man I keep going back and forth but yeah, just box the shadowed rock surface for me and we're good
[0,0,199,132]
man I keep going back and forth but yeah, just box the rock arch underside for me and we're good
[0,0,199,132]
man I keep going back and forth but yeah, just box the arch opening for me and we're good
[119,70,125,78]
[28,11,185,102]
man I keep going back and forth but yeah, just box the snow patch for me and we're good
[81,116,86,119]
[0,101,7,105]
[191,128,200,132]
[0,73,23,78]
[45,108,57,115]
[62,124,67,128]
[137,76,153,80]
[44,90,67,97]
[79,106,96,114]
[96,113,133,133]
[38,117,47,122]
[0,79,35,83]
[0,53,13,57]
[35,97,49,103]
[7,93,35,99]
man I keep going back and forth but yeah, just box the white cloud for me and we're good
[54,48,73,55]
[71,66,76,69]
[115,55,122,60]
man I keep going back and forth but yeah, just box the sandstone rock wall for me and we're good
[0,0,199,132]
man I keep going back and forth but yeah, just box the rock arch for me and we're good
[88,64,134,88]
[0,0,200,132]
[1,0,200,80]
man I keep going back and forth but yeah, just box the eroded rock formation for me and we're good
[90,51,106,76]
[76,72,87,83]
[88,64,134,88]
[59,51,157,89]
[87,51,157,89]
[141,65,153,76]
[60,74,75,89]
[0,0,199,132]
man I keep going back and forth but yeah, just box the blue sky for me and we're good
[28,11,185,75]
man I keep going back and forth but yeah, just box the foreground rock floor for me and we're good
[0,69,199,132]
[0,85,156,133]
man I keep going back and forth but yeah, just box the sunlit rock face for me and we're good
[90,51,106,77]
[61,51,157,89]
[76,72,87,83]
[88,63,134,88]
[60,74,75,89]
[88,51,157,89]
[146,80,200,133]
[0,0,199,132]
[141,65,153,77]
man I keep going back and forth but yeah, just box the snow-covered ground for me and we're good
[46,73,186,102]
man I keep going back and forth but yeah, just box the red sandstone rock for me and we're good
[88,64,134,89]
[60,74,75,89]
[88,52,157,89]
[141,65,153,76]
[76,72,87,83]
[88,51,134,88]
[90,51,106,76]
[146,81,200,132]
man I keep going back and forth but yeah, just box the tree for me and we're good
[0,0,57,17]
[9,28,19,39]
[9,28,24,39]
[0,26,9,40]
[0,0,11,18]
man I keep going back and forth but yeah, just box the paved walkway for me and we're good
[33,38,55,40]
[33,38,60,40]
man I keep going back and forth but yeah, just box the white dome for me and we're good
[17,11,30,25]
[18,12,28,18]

## WORK ITEM
Give back the line containing "patch for me and we're good" and all the lines after it through the end of the records, unchanged.

## PROBLEM SOLUTION
man I keep going back and forth but yeah, just box the snow patch for me and we're good
[81,116,86,119]
[0,101,7,105]
[191,128,200,132]
[0,73,23,78]
[45,108,57,115]
[62,124,67,128]
[137,76,153,80]
[44,90,67,97]
[79,106,96,114]
[96,113,133,133]
[38,117,47,122]
[0,79,35,83]
[0,53,13,57]
[35,97,49,103]
[7,93,35,99]
man I keep going back and forth but yeah, just box the white cloud for me and we're good
[54,48,73,55]
[71,66,76,69]
[115,55,122,60]
man I keep going back and forth but yeah, just box the sandstone rock wall for me and we're good
[0,0,199,132]
man I keep going back and forth but yeah, just box the rock arch for me and we're good
[88,64,134,88]
[0,0,200,132]
[1,0,200,80]
man I keep going back and forth but yeah, just box the eroded rock formation for me and we're good
[90,51,106,76]
[76,72,87,83]
[88,64,134,88]
[59,51,157,89]
[87,51,157,89]
[141,65,153,76]
[60,74,75,89]
[0,0,199,132]
man I keep going back and forth but yeah, just box the blue sky for me and we're good
[28,11,185,75]
man I keep going back and forth but yeah, just box the foreground rock floor for me and we're good
[0,69,199,132]
[0,85,156,133]
man I keep going back and forth but yeah, just box the sunlit rock face for me and we're good
[90,51,106,77]
[61,51,157,89]
[76,72,87,83]
[88,63,134,88]
[60,74,75,89]
[88,51,157,89]
[146,80,200,133]
[0,0,199,132]
[141,65,153,77]
man I keep going back and forth but yeah, just box the snow-covered ground for me and we're good
[46,73,186,102]
man I keep going back and forth but yeah, just box the red sandstone rock for me and we're good
[88,64,134,89]
[60,74,75,89]
[88,52,157,89]
[141,65,153,76]
[76,72,87,83]
[88,51,134,88]
[90,51,106,76]
[146,81,200,132]
man I keep going back and forth but yeah, just box the tree for me and we're good
[0,0,57,17]
[9,28,19,39]
[9,28,24,39]
[0,26,9,40]
[0,0,11,18]
man I keep going back and forth but yeah, just box the paved walkway for me and we're good
[33,38,55,40]
[33,38,60,40]
man I keep going back and forth but yeah, just box the white dome for me and we're good
[17,11,30,25]
[18,12,28,18]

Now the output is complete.